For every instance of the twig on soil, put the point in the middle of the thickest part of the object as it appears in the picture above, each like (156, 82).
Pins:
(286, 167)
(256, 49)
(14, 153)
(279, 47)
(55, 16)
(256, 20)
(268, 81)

→ Your assignment: Give back the data above exactly as it appears.

→ Answer section:
For every instance of the twig on soil, put the point in the middle of the thickest part of the object as it appears in the picture above, each like (156, 82).
Pins:
(286, 167)
(256, 49)
(14, 153)
(279, 47)
(55, 16)
(256, 20)
(268, 81)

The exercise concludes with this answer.